▶ _Tasks to carry out_:
A - Restate the paragraph of the salsa blog post beginning "Les and Andy kept the floor hot" as a short bulleted list that keeps its main facts.
B - Reproduce the passage of the salsa blog post from "A wonderful setting." to "mixes the music...", with no changes.

>> begin Provided text

The crowd was heaving, the sprung floor was bouncing

I hadn’t been to the Tower Ballroom before and it really is stunning: the vast height of the ceiling reminds you of a cathedral and the whole place is overrun with lavish flowing gold ornament and these incredible ceiling paintings – ladies with Chinese partasols flying through the air, people in carnival masks and holding lutes floating serenely among the clouds – it reminded me of the opium dreams of my favourite writer, good old Thomas De Quincey.

A wonderful setting. With the music powering away – long, inventive, exciting songs with plenty of improvisation and plenty of that sexy rumba feeling to them – it was a marvellous evening and I was sad to leave.

Check out Mojito on Facebook for news of their Christmas party, and don’t forget they’re also playing at Hollingworth Lake on 27 December just to blast away any post-Christmas sleepiness and head us for the New Year in dynamic style! ¡Feliz Navidad, amigos!

Hot Salsa & Cool Air @ Republic

Republic of Salsa delivered another great Cuban salsa party last night at Chorlton Irish Club. And anyone scared off by memories of the slippery, sweaty hell we all went through last time needn’t have worried: this time the air conditioning was perfect. Cool, in every sense.

Dark Magician: somewhere in his magic cave, Les mixes the music...

Les and Andy kept the floor hot with a great fuelling of salsa tracks, the new lights (think laser-red with interlacing patterns of intense green) were fabulous, and both movie-screens were flickering away to create atmosphere – Oliver Stone’s Castro documentary on one wall and Buena Vista Social Club on the other. Plus an interesting (?Cuban?) pop video I couldn’t identify. Where did you get that one, guys? The only factor missing was Lorraine, still on her camping holiday in Wales. Mil besitos, Lorraine, and hope you’ve got some sunshine! We missed you.

Les gets the whole room dancing Bachata

Les gets everyone dancing bachata

Les kicked off the evening with a great Bachata class, teaching a simple, classic routine that anyone could master but also felt like dancing real bachata. A huge confidence-boost for bachata-dabblers like me.

>> end Provided text
>> begin Source data

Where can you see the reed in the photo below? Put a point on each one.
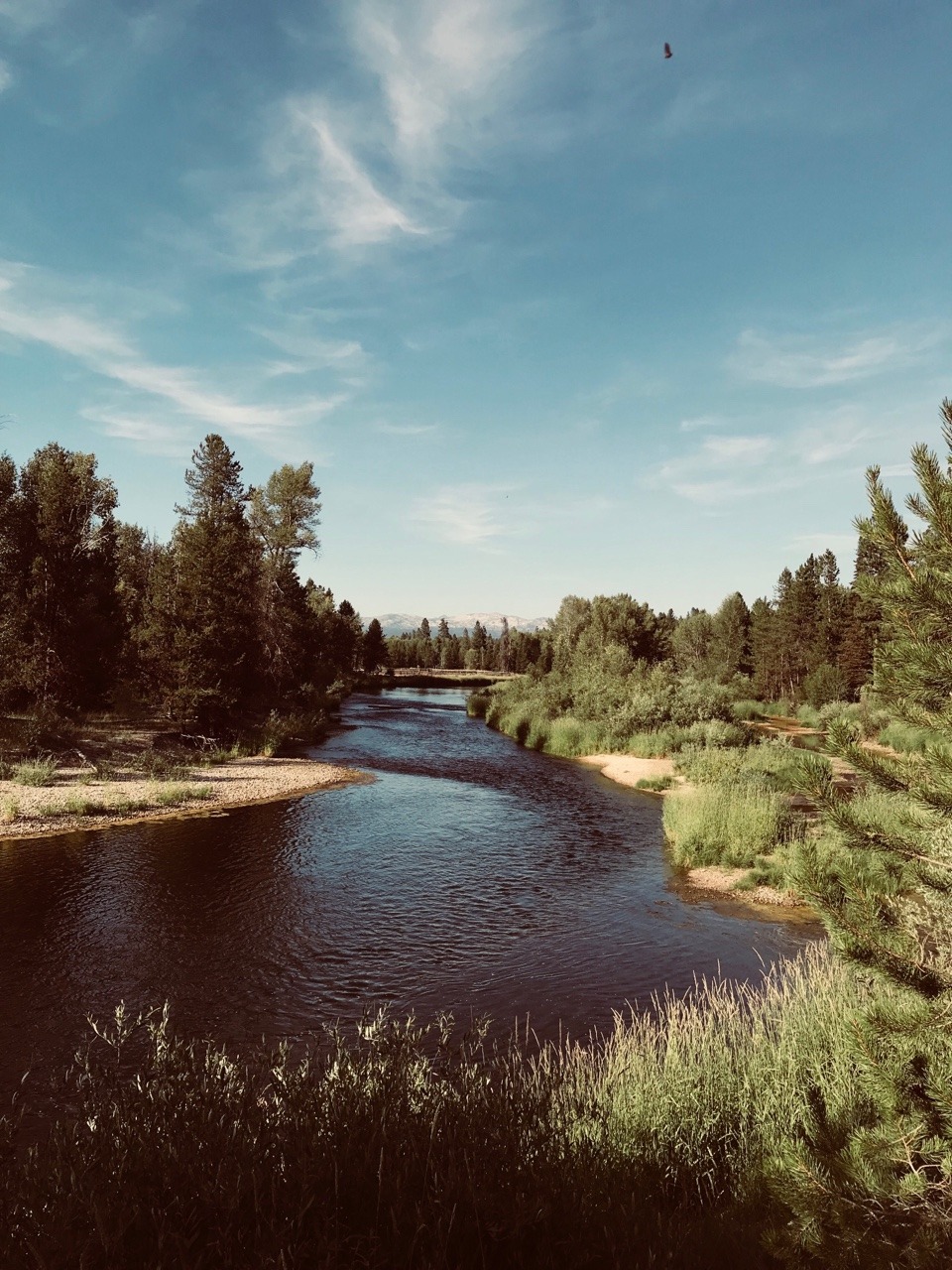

>> end Source data

▶ _Task results_:
A -
- Les and Andy kept the dance floor busy with salsa tracks.
- The new lights, laser-red with interlacing intense green patterns, were fabulous.
- Two movie screens added atmosphere. One showed Oliver Stone's Castro documentary and the other showed Buena Vista Social Club. A pop video the writer could not identify also played.
- Lorraine was absent because she was still on her camping holiday in Wales.

B -
A wonderful setting. With the music powering away – long, inventive, exciting songs with plenty of improvisation and plenty of that sexy rumba feeling to them – it was a marvellous evening and I was sad to leave.

Check out Mojito on Facebook for news of their Christmas party, and don’t forget they’re also playing at Hollingworth Lake on 27 December just to blast away any post-Christmas sleepiness and head us for the New Year in dynamic style! ¡Feliz Navidad, amigos!

Hot Salsa & Cool Air @ Republic

Republic of Salsa delivered another great Cuban salsa party last night at Chorlton Irish Club. And anyone scared off by memories of the slippery, sweaty hell we all went through last time needn’t have worried: this time the air conditioning was perfect. Cool, in every sense.

Dark Magician: somewhere in his magic cave, Les mixes the music...